- _What is expected_:
Transcribe the material exactly. Images do not belong in the copy.
········
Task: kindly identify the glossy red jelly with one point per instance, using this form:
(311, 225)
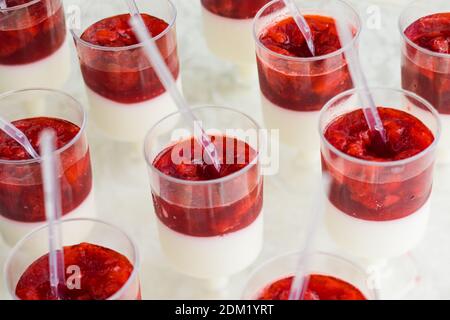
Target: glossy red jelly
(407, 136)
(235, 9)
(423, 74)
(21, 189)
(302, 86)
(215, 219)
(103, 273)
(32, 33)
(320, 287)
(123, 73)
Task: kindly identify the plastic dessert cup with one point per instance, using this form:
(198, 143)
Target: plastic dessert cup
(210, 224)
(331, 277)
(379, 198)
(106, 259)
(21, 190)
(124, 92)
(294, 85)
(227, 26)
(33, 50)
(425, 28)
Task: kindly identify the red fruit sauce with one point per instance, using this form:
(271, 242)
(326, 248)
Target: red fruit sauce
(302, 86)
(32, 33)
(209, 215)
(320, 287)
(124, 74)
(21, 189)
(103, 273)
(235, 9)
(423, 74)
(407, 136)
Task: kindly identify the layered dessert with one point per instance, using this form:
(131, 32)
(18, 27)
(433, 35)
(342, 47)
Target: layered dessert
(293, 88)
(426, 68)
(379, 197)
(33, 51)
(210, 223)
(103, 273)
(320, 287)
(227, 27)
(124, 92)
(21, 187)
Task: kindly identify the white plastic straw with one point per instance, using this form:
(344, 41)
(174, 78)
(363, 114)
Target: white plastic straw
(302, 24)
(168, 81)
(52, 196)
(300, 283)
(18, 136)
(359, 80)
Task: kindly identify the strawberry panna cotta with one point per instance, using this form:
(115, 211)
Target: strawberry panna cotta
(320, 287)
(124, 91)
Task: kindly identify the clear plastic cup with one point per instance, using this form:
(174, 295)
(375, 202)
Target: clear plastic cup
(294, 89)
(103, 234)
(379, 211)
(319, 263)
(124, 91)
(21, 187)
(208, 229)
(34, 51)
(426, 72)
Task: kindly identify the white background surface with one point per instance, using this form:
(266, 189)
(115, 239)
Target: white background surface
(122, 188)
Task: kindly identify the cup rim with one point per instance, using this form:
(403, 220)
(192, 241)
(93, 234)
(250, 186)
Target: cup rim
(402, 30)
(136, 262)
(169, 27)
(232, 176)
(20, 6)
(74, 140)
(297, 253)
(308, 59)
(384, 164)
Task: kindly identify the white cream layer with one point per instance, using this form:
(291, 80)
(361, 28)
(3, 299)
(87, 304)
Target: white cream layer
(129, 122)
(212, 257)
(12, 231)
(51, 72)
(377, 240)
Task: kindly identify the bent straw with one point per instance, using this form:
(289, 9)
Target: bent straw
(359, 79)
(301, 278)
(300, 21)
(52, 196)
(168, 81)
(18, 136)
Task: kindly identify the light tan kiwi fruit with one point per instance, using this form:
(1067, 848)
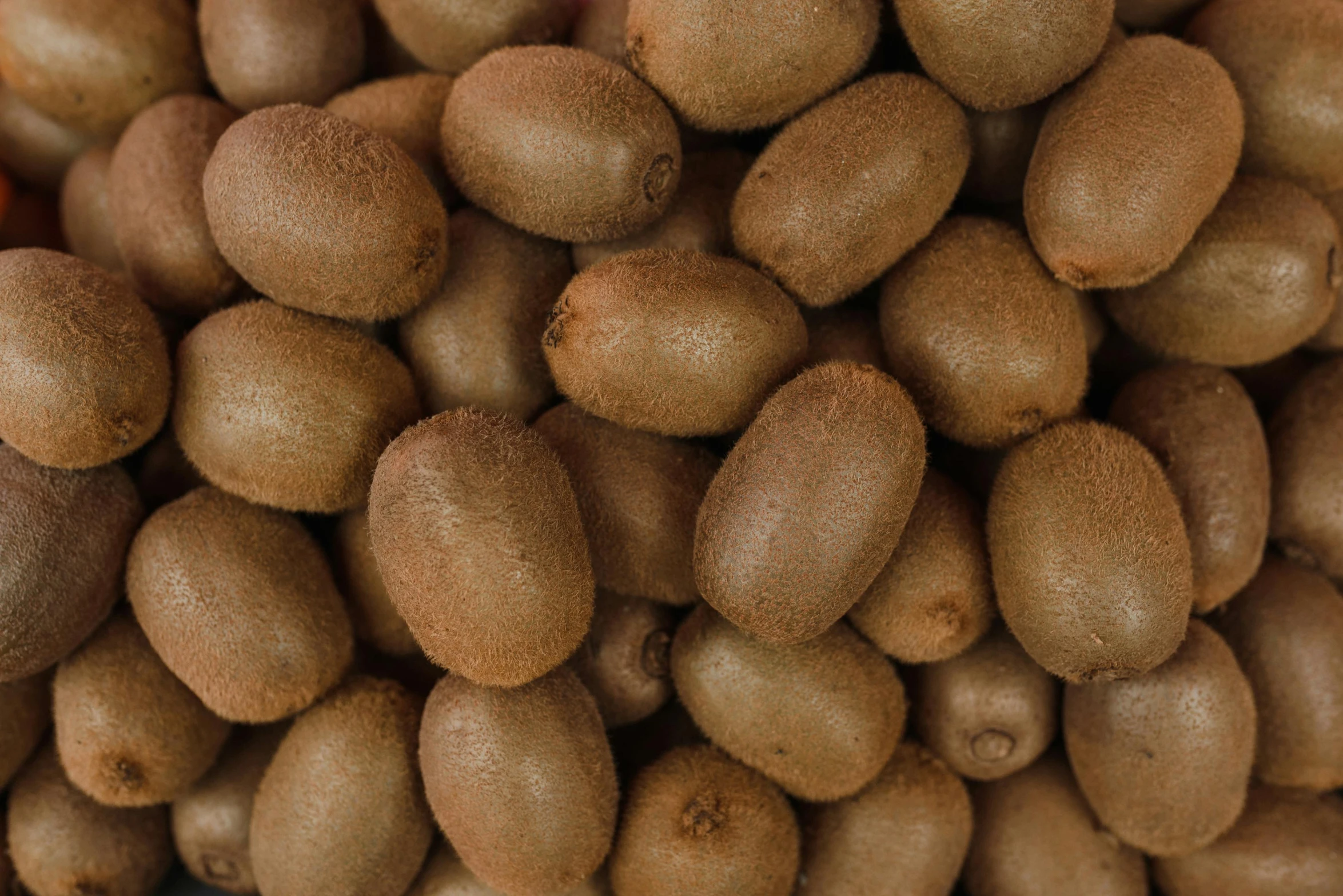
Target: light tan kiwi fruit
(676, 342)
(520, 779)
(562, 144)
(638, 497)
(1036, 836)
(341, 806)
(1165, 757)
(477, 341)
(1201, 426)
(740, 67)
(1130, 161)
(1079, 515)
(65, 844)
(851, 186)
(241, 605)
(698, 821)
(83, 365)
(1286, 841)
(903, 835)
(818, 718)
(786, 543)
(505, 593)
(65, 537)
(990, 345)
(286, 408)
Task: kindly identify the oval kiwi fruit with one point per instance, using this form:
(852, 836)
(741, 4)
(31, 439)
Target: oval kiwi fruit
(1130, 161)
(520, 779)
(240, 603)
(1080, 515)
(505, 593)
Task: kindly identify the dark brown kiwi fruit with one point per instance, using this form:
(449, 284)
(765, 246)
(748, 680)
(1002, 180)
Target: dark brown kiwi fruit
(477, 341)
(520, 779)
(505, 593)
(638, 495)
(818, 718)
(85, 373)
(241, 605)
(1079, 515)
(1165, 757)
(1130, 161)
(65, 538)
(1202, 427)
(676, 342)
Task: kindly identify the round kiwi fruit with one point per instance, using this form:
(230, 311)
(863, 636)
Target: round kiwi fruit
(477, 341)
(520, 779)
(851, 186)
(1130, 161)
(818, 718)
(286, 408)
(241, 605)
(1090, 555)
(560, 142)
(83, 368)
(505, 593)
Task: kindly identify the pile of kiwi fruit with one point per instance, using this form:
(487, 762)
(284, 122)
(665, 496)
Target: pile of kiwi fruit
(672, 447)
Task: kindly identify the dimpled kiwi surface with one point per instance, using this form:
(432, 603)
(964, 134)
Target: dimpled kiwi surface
········
- _Reply_:
Task: kindly identify the glossy red jelly with one point per instance, using this form:
(311, 225)
Target: glossy red jelly
(407, 136)
(235, 9)
(423, 74)
(21, 189)
(302, 86)
(215, 219)
(103, 273)
(32, 33)
(320, 287)
(123, 73)
Task: kindly identify the plastic dessert cup with one point per instance, using this form:
(198, 143)
Target: plastic dessert cup
(210, 224)
(331, 277)
(379, 198)
(106, 259)
(21, 190)
(124, 92)
(294, 85)
(227, 26)
(33, 50)
(425, 28)
Task: kindly identify the red fruit sauce with one point per instance, using this form:
(271, 242)
(326, 248)
Target: red fruit sauce
(302, 86)
(32, 33)
(209, 215)
(320, 287)
(124, 74)
(21, 189)
(103, 273)
(235, 9)
(423, 74)
(407, 136)
Task: kindly identify the layered dessert with one point per instance, using this form:
(131, 32)
(18, 27)
(433, 35)
(342, 47)
Target: layered dessert
(293, 88)
(426, 68)
(379, 197)
(33, 51)
(210, 223)
(103, 273)
(320, 287)
(227, 27)
(124, 92)
(21, 187)
Task: kindly identify the white plastic straw with one point per instance, using this form:
(344, 41)
(174, 78)
(363, 114)
Target: white plastic straw
(302, 24)
(168, 81)
(52, 196)
(300, 283)
(18, 136)
(359, 80)
Task: kindly identify the strawberry panna cotta with one point per instance, using this form:
(115, 211)
Target: strawberry panna cotta
(320, 287)
(124, 91)
Task: kindly identify the clear plastic cup with one point per instance, using this form:
(174, 295)
(375, 202)
Target: clear plastic cup
(294, 89)
(103, 234)
(379, 211)
(319, 263)
(124, 91)
(21, 187)
(208, 229)
(34, 51)
(426, 72)
Task: kindly identify the white background surface with one point per instance, using this form:
(266, 189)
(115, 239)
Target: white background surface
(122, 188)
Task: kindly identify the cup rim with one point per instance, using this form:
(403, 220)
(192, 241)
(93, 234)
(250, 186)
Target: cup rim
(402, 30)
(136, 262)
(169, 27)
(232, 176)
(20, 6)
(74, 140)
(297, 253)
(308, 59)
(384, 164)
Task: kindly identify the white cream layer with one point per instance, using this form:
(291, 80)
(361, 28)
(3, 299)
(87, 304)
Target: white cream layer
(129, 122)
(212, 257)
(12, 231)
(51, 72)
(377, 240)
Task: kindly identify the bent straw with one point per instance, using this form:
(289, 9)
Target: bent straw
(359, 79)
(301, 278)
(300, 21)
(52, 196)
(168, 81)
(18, 136)
Task: kindly identify the light tan kiwi fruit with one point per instance, using this form:
(1067, 848)
Target: light tan kiwi fruit
(676, 342)
(520, 779)
(562, 144)
(638, 497)
(1036, 836)
(341, 806)
(1165, 757)
(477, 341)
(1201, 426)
(740, 67)
(1130, 161)
(1079, 515)
(65, 844)
(851, 186)
(241, 605)
(698, 821)
(83, 365)
(1286, 841)
(903, 835)
(818, 718)
(786, 543)
(505, 593)
(65, 537)
(990, 345)
(286, 408)
Task: kindly identify the oval kiwi fruit with one point per instance, using this form:
(852, 836)
(741, 4)
(31, 439)
Target: oval kiwi fruit
(1130, 161)
(520, 779)
(240, 603)
(1080, 515)
(505, 593)
Task: kindly identify the dark brown kiwi fruit with one point per instance, using this form:
(449, 284)
(765, 246)
(748, 680)
(1002, 180)
Target: dark brown kiwi fruit
(477, 341)
(520, 779)
(505, 593)
(638, 495)
(818, 718)
(85, 373)
(241, 605)
(1079, 515)
(1165, 757)
(1130, 161)
(65, 538)
(1202, 427)
(676, 342)
Task: kindly identify the round kiwi fruit with one point per instance, using this form:
(230, 311)
(863, 636)
Target: round kiwi fruit
(477, 341)
(520, 779)
(851, 186)
(1130, 161)
(818, 718)
(286, 408)
(241, 605)
(1090, 555)
(560, 142)
(83, 368)
(505, 593)
Task: kindly identify the pile of kiwi fruit with one point per instance, using this form:
(487, 762)
(284, 122)
(665, 496)
Target: pile of kiwi fruit
(672, 447)
Task: kindly identify the dimpled kiwi surface with one point per instance, using this form:
(432, 603)
(964, 134)
Target: dimpled kiwi surface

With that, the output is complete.